Return all of the entries exactly, with nothing added or left out.

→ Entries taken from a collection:
◇ ◇ ◇ ◇

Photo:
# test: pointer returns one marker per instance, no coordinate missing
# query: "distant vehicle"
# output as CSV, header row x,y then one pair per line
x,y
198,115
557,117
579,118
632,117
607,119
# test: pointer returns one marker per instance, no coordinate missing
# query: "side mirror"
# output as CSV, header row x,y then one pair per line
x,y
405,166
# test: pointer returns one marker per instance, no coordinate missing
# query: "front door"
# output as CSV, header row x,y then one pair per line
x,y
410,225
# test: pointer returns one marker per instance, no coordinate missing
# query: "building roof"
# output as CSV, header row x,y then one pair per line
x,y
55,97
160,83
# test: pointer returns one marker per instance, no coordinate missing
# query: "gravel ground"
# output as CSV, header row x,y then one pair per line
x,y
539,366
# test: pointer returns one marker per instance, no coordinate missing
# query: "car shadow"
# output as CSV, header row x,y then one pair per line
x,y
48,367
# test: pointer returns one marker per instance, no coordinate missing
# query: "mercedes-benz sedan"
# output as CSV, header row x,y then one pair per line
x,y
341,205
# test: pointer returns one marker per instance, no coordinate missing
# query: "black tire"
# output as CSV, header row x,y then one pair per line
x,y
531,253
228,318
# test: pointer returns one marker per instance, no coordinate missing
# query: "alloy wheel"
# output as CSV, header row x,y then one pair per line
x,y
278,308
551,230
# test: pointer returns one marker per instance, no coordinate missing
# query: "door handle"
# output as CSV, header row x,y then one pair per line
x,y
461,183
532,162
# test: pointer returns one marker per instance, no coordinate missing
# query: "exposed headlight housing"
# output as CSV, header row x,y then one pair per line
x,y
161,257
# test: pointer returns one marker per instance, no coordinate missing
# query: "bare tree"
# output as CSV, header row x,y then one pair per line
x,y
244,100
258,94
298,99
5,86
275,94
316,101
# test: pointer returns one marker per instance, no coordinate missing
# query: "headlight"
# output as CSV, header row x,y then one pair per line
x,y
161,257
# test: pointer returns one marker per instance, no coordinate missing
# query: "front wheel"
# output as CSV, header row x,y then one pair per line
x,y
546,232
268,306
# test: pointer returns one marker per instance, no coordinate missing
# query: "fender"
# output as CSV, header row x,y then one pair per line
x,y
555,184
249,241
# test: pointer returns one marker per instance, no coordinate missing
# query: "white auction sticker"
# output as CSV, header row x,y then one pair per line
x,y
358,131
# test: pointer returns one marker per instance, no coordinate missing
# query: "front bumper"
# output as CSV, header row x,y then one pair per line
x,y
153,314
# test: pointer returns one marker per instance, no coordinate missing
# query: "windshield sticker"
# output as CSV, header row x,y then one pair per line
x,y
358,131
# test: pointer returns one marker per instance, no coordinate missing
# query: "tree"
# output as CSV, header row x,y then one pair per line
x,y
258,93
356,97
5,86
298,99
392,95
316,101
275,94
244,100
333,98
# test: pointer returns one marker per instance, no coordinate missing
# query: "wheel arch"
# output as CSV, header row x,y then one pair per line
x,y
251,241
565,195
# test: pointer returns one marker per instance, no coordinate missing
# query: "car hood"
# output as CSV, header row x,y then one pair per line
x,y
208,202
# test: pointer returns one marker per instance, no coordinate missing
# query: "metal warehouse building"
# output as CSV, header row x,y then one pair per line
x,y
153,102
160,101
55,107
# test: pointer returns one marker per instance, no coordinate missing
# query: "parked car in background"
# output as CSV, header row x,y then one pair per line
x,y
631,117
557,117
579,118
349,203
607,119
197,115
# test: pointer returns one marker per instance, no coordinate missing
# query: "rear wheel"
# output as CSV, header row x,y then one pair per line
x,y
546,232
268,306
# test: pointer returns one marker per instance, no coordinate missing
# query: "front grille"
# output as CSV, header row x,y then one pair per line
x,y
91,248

◇ ◇ ◇ ◇

→ WORKED SOLUTION:
Photo:
# test: pointer returns one marker per instance, no coordinate missing
# query: "distant vehicle"
# output as CSV, header row x,y then one pair per line
x,y
198,115
557,117
579,118
632,117
607,119
# test: pointer returns one marker per instance, no coordinate missing
# query: "side mirror"
# output as CSV, header row x,y then one pair per line
x,y
405,166
# test: pointer returns one marker per instance, no coordinate missing
# query: "front door"
# output as CSV, header row x,y then one pair per line
x,y
410,225
# test: pointer returns one marker per instance, no coordinate missing
# query: "building roof"
# output as CSV, header row x,y then one pair per line
x,y
55,97
160,83
# test: pointer returns one marker per instance, no coordinate missing
# query: "gravel ground"
# output as CSV, header row x,y then one pair per line
x,y
539,366
# test: pointer returns one marker per instance, no coordinate missing
# query: "car shadow"
# output as CSV, header row x,y then one pair per line
x,y
48,367
# test: pointer returns one marker per instance, no coordinate missing
# query: "mercedes-benz sedan"
# output as CSV, header row x,y then one pair per line
x,y
341,205
# test: pointer returns one marker per instance, no coordinate missing
# query: "black tire"
# output as CSV, header row x,y then one pair per line
x,y
531,253
228,318
# test: pointer returns one marker per instance, no coordinate missing
# query: "alloy wheel"
# output as CSV, header row x,y then one pair per line
x,y
278,308
551,230
# test: pointer returns one marker per instance, no coordinate missing
# query: "door handle"
# output as CSV, header row x,y then one pair per line
x,y
461,183
532,162
# test: pointer returns one marker per instance, no coordinate missing
# query: "exposed headlight housing"
# output as CSV, header row x,y then one pair per line
x,y
161,257
# test: pointer returns one marker per instance, no coordinate missing
# query: "bare tree"
# output as CSV, header row x,y then one pair per line
x,y
244,100
258,94
298,99
5,86
275,94
316,101
# test: pointer returns one marker per instance, no coordinate missing
# query: "headlight"
# output as CSV, header row x,y then one pair per line
x,y
161,257
# test: pointer returns one marker per instance, no coordinate missing
# query: "front wheel"
# output as CSV, header row x,y then one pair per line
x,y
546,232
268,306
# test: pointer returns one marker per instance, no coordinate missing
# query: "fender"
# output as CSV, header row x,y then one pair per line
x,y
555,184
249,241
# test: pointer returns one marker per instance, no coordinate missing
# query: "white auction sticker"
# output as CSV, header row x,y then one pair per line
x,y
358,131
# test: pointer returns one marker per instance, no coordinate missing
# query: "front bumper"
# output as CSV, header row x,y then one pair per line
x,y
153,314
# test: pointer returns one marker per instance, no coordinate missing
# query: "windshield sticker"
# output as CSV, header row x,y then one pair per line
x,y
358,131
# test: pointer returns one marker per instance, no coordinate missing
# query: "tree"
# output as CSV, header row x,y then one pair per line
x,y
258,93
356,97
5,86
298,99
392,95
316,101
275,94
244,100
333,98
# test: pointer returns one marker per instance, no coordinate missing
# query: "wheel arch"
# output as CSV, header row x,y then one pair per line
x,y
251,241
565,195
# test: pointer returns one marker per instance, no coordinate missing
# query: "car hood"
# output as CSV, header row x,y then one pair per line
x,y
208,202
# test: pointer returns one marker per instance, no coordinate missing
# query: "metal warehouse building"
# output as CSV, header row x,y then one pair per line
x,y
153,102
160,101
55,107
# test: pointer returns one marker per instance, no coordinate missing
# query: "parked car in background"
# output as CSV, header row x,y then one pair per line
x,y
631,117
557,117
579,118
349,203
607,119
197,115
# test: pointer returns one marker per instance, no coordinate missing
# query: "rear wheel"
# output as CSV, header row x,y then one pair per line
x,y
546,232
268,306
# test: pointer returns one marker per instance, no coordinate missing
# query: "front grille"
# output as CSV, header row x,y then one pair per line
x,y
91,248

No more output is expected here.